■ **TASK INSTRUCTIONS**
Transcribe the passage of the polio outbreak article starting with "Polio outbreak reported" and going on through "in the area.".

■ **READING TEXT**
= = = = = = =
Polio outbreak reported in Syria
An outbreak of vaccine-related polio cases has been reported in war-torn Syria, the World Health Organization announced Thursday — another hurdle for a nearly 30-year eradication effort that has seen more than its share of setbacks.
Two children in the Deir-Ez-Zor governorate in eastern Syria have been paralyzed by the vaccine viruses. The virus has been recovered from a third child who was not paralyzed. All signs point to vaccine viruses that are circulating in the area.
Detailed planning is already underway for emergency vaccination programs to reach about 200,000 children in the region, Michel Zaffran, head of the WHO’s polio program, told STAT. The government of Syria has made a formal request for the emergency vaccination effort, he said.
Given the six-year-old civil war in that country, the endeavor will be logistically challenging. But Syria experienced a polio outbreak in 2013 and 2014, and it was extinguished.
In that case, the outbreak was caused by so-called wild polioviruses. The new cases are vaccine-derived polioviruses — viruses from the oral polio vaccine used in some developing countries — and not an indication that the viruses are spreading as they are in Afghanistan and Pakistan, believed to be the only two countries in the world where wild polioviruses still circulate.
“It’s still complex,” Zaffran admitted.
The Global Polio Eradication Initiative has a long history of operating in places of political instability and has been successful in the past in negotiating so-called “days of tranquility” in which ceasefires allow vaccination teams to reach otherwise hard-to-reach children.
In mid-May, an anonymous contributor reported to the online disease surveillance system ProMED that there was a cluster of children who had suffered what’s called acute flaccid paralysis in Syria. Sudden onset of paralysis can be caused by a number of things, but in parts of the world where polio is still a threat, it must be ruled out when such cases arise.
The polio program has received reports of 58 children in the region who have recently experienced acute flaccid paralysis. Testing showed the vaccine viruses were not responsible in 11 of these cases, but further testing remains to be done on samples from the others.
Getting samples from Deir-Ez-Zor to laboratories in Damascus and Ankara that can do the testing isn’t easy or quick.
“This is still a work in progress,” Zaffran said. “We have samples that have reached the lab that have tested negative. We have samples that have reached the lab and have not yet been completely tested. And we have samples that have been collected that are still stuck in Syria and are not yet transported.”
= = = = = = =
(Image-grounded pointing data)
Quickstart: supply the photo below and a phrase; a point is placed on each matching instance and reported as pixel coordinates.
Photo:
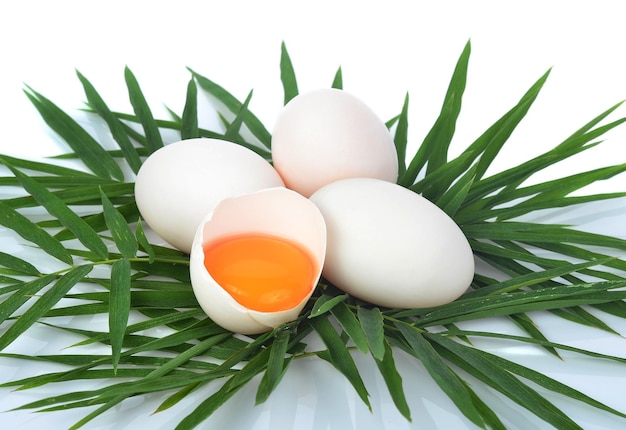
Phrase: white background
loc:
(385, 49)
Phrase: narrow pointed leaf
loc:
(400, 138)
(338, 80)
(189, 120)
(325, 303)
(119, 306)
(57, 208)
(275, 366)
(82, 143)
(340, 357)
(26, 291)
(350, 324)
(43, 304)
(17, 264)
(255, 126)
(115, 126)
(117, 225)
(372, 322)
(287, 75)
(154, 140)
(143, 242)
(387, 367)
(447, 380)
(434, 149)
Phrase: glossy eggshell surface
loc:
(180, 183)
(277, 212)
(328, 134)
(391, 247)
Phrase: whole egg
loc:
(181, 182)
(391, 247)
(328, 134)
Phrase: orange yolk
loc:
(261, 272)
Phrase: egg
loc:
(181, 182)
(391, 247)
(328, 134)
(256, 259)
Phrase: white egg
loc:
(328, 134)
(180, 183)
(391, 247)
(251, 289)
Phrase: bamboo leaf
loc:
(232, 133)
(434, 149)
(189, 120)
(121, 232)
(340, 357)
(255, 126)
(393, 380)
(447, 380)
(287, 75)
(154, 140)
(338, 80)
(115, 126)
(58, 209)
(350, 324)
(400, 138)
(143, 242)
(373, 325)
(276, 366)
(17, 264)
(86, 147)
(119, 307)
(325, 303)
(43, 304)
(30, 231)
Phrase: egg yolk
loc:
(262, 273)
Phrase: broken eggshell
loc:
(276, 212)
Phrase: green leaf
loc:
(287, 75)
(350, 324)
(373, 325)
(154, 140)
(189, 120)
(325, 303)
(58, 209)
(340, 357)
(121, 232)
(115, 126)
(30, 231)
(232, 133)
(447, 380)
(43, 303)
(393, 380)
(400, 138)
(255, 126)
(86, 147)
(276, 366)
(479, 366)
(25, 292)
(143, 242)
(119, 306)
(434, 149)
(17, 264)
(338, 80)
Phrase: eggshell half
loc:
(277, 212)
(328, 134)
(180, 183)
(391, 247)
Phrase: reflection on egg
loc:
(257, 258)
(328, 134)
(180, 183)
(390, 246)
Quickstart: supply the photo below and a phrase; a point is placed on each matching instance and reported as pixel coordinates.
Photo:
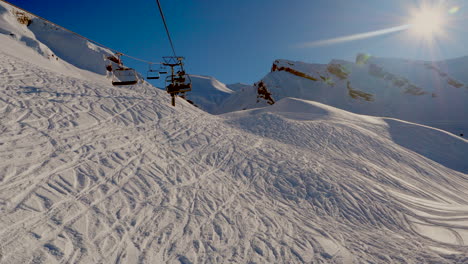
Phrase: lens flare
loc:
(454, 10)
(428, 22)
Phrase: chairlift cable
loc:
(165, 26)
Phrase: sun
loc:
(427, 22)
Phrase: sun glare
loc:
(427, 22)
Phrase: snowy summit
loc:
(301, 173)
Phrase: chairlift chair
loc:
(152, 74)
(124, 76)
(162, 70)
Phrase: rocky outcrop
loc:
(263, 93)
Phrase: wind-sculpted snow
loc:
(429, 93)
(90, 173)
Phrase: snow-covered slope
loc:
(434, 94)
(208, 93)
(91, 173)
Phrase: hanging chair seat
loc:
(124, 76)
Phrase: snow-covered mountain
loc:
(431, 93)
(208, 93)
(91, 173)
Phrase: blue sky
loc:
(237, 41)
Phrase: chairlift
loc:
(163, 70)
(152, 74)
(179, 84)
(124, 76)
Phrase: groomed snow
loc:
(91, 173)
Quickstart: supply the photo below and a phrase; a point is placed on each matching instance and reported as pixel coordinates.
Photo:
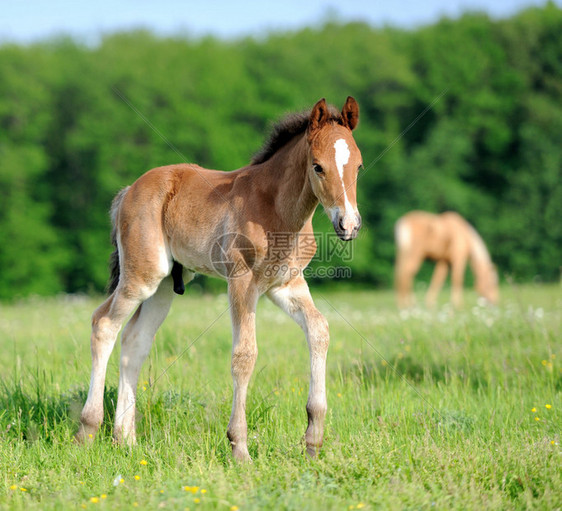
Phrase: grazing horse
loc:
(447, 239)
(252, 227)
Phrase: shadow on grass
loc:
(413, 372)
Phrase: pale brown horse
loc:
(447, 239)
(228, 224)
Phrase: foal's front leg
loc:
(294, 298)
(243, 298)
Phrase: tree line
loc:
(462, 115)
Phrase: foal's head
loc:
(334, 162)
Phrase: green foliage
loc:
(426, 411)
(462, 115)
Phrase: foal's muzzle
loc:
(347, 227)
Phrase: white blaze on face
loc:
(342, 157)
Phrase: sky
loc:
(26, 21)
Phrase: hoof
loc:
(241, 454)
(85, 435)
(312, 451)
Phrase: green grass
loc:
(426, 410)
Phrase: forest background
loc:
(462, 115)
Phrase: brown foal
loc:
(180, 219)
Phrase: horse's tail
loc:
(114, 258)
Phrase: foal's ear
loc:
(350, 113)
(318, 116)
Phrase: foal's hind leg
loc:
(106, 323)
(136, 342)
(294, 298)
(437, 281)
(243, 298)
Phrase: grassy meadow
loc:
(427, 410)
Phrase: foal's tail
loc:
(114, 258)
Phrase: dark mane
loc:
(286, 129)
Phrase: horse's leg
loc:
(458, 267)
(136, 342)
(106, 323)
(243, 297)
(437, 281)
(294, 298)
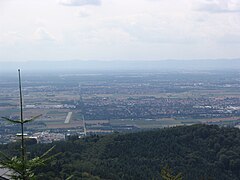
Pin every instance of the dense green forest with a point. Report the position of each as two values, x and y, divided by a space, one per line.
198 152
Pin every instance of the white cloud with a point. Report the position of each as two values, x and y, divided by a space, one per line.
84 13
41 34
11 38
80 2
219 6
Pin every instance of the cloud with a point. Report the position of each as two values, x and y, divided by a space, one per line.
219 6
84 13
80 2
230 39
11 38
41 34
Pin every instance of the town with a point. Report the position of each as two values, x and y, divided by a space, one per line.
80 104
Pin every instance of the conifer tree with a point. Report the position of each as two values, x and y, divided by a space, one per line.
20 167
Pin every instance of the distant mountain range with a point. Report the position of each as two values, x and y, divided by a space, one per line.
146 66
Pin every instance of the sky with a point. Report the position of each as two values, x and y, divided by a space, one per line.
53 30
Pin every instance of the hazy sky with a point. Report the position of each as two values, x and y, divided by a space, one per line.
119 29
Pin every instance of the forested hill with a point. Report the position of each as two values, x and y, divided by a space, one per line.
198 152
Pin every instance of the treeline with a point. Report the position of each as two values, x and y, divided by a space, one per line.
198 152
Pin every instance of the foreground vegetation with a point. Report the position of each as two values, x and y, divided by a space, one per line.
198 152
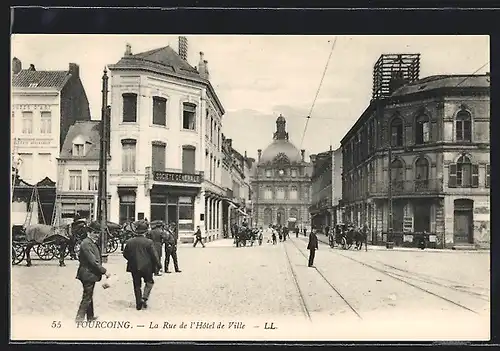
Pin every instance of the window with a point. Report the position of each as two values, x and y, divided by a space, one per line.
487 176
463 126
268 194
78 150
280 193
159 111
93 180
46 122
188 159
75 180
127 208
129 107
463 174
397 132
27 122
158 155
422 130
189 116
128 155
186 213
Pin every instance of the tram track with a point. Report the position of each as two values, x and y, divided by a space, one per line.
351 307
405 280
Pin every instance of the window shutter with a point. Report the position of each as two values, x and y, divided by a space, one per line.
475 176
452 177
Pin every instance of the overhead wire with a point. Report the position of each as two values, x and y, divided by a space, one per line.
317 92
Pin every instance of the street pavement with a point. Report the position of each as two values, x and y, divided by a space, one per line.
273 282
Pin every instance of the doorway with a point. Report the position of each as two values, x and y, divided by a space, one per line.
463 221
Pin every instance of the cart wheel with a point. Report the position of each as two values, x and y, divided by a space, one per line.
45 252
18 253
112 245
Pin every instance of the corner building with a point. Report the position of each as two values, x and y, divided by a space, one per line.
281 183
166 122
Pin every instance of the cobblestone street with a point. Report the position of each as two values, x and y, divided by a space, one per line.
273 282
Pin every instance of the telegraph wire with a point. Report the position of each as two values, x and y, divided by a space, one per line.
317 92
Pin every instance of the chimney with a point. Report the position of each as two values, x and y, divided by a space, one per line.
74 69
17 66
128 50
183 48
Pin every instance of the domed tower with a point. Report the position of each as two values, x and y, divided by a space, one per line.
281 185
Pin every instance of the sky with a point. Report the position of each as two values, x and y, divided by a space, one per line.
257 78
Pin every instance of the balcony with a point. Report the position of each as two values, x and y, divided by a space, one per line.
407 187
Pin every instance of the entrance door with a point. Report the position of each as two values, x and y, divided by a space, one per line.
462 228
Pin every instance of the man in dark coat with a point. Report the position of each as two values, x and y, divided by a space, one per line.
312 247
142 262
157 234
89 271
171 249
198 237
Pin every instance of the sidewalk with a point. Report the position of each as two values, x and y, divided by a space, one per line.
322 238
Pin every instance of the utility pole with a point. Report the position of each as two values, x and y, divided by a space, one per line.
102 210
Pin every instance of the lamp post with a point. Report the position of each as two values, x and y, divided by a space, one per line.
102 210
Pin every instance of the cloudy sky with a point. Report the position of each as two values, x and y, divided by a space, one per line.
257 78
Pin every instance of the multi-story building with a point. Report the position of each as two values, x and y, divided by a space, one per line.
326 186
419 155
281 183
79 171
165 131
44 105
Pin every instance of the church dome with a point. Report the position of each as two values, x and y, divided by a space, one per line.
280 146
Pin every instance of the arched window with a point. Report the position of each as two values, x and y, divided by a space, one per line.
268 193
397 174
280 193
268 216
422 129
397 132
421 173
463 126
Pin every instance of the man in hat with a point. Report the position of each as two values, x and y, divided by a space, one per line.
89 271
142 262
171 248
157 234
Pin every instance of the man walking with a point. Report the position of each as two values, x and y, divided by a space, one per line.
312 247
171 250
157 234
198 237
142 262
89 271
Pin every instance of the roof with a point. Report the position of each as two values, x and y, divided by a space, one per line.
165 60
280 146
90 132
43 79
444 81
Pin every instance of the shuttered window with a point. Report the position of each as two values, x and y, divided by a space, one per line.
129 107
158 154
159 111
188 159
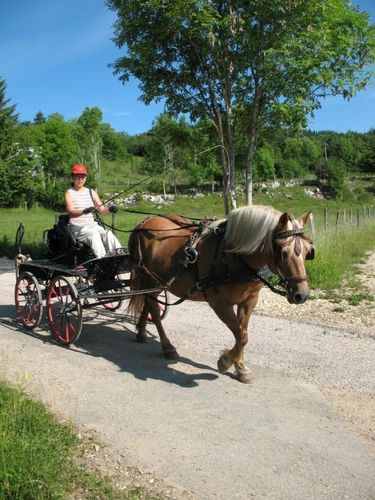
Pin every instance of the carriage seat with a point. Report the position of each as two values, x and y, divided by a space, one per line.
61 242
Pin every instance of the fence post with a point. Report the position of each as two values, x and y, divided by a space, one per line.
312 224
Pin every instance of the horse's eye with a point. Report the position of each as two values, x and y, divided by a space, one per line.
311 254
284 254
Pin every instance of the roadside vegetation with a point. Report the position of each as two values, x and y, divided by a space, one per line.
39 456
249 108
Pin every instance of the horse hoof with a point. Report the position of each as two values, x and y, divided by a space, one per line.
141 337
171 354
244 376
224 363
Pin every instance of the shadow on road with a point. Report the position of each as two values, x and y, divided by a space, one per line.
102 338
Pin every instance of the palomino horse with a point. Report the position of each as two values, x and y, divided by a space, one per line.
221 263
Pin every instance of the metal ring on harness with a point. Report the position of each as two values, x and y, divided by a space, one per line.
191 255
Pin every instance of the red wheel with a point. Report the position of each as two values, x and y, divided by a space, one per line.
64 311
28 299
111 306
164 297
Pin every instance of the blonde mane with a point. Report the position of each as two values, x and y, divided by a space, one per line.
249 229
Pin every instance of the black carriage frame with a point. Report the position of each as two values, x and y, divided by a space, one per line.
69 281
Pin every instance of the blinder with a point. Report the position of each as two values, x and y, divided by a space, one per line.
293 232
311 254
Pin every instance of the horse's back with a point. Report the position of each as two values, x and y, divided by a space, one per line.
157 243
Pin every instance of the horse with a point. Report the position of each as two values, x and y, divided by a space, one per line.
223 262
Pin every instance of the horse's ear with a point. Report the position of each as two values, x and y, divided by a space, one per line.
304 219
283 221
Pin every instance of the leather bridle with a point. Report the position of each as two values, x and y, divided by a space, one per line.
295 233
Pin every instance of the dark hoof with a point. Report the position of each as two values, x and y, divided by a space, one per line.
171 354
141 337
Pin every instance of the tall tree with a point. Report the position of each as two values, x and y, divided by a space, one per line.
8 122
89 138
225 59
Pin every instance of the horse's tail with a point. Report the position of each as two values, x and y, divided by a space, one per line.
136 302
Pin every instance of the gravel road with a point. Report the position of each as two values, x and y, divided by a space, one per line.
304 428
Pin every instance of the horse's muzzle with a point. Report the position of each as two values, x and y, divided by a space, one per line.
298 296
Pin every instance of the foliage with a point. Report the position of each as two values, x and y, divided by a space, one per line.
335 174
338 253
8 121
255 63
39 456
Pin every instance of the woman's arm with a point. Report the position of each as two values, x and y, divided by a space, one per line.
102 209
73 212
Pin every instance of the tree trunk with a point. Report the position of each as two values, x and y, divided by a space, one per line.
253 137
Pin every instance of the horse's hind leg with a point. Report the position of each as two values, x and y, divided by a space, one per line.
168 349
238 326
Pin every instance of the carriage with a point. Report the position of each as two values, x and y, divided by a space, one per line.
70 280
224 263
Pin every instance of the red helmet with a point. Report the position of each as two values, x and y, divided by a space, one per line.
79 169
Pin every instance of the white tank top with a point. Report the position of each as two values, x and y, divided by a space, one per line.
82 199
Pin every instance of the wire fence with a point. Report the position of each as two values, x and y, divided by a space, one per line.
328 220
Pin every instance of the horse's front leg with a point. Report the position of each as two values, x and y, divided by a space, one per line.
= = = = = = =
■ **EXERCISE OUTPUT**
Polio outbreak reported in Syria
An outbreak of vaccine-related polio cases has been reported in war-torn Syria, the World Health Organization announced Thursday — another hurdle for a nearly 30-year eradication effort that has seen more than its share of setbacks.
Two children in the Deir-Ez-Zor governorate in eastern Syria have been paralyzed by the vaccine viruses. The virus has been recovered from a third child who was not paralyzed. All signs point to vaccine viruses that are circulating in the area.